Problems to work on:
1. In the news item about the end-of-life care report, how many deaths were reviewed as part of the project?
2. Write the next few sentences of the news item about the end-of-life care report, continuing after its last sentence.

ACTOR Brendan Gleeson is to launch a new Dublin report on end-of-life care.
The report shows that a quarter of Irish people over 65 die outside the home.
Mr Gleeson has been a vocal supporter of the St Francis Hospice, where his father Frank died.
While the majority of people over 65 die in long-stay care facilities, the staff working in them have a variety of experiences dealing with death and dying, and they may lack formal training in palliative and end-of-life practices, the report says.
Improving Quality: Caring For People Living And Dying In Long Stay Settings sets out the findings of a quality initiative in three north Dublin long -stay care of the elderly units.
Some 37 deaths were reviewed as part of the project. As a result, recommendations were made which included improving the management of symptoms, as well as communication with families.
Information was collected through a questionnaire where staff identified their own learning needs in relation to caring for dying residents.
These were then addressed in a tailor-made education programme that staff attended at St Francis Hospice.
The project was funded by the Irish Hospice Foundation, and was carried out by Una Molloy, a nurse at the St Francis Hospice, Raheny, on behalf of a steering committee.

Data to examine:
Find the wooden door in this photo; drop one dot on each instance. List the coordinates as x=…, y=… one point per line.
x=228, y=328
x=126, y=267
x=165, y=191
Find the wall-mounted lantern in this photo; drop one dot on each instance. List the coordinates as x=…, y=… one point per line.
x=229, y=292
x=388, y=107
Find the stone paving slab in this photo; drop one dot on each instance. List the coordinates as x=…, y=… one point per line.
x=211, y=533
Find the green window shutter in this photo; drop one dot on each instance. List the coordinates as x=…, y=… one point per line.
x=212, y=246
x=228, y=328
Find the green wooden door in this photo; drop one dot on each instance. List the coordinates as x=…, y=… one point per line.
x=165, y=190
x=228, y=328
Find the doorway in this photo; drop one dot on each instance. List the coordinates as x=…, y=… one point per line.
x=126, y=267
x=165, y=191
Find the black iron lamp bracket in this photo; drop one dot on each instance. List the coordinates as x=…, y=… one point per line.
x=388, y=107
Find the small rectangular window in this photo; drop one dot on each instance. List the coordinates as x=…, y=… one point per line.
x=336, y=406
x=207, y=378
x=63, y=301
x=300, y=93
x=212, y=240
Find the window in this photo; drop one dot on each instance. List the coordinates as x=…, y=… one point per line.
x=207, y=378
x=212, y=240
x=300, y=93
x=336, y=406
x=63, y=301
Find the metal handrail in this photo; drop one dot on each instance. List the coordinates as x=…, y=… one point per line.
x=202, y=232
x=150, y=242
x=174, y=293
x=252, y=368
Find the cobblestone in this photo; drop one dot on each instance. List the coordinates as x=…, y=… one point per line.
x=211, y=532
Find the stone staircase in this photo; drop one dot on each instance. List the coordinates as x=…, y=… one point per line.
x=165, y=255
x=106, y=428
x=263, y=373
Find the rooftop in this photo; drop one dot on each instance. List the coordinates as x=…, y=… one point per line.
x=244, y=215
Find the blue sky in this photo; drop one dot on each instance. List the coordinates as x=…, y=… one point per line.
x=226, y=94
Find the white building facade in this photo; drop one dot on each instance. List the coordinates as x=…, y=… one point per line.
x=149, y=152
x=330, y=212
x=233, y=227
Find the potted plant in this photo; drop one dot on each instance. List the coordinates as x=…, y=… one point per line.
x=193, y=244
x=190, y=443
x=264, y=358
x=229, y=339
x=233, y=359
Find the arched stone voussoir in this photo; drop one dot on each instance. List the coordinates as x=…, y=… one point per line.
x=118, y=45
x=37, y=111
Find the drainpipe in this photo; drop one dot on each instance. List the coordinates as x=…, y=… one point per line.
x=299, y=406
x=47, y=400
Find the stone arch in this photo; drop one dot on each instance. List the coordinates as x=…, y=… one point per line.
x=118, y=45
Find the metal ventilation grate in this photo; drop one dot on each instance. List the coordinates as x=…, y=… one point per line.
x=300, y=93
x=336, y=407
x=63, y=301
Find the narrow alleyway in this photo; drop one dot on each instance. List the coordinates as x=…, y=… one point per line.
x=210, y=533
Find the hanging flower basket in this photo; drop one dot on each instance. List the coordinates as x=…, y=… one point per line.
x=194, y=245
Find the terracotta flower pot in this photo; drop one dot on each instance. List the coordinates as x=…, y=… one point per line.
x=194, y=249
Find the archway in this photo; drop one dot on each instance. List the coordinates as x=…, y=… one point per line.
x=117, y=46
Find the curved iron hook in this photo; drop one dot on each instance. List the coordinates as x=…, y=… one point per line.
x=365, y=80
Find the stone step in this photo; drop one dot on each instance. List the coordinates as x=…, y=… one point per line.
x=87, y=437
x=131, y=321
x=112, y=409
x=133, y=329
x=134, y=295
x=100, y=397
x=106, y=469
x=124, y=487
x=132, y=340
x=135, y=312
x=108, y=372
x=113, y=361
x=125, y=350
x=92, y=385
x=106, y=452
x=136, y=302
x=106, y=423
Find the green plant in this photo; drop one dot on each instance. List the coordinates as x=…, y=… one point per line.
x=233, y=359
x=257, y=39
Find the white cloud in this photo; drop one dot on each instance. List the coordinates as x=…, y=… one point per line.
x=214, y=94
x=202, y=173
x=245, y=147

Outputs in order:
1. Some 37 deaths were reviewed.

2.
Among the recommendations are that families and next-of-kin should be included in care planning, "in a way that is compatible with the residents best wishes and in line with ethical and legal requirements".
It said there is a need to review the manner in which residents' spiritual-care needs are addressed.
"In the absence of a chaplain, lay pastoral care staff ought to be utilised in the units to assist in providing this care."
It recommends the development of communication skills should be facilitated "that will enhance staff competencies with regard to end-of-life care discussions with residents and families".
The report supported the development of rapid-access assessment facilities in accident and emergency departments for long-term care residents who require assessment and treatment in the acute setting.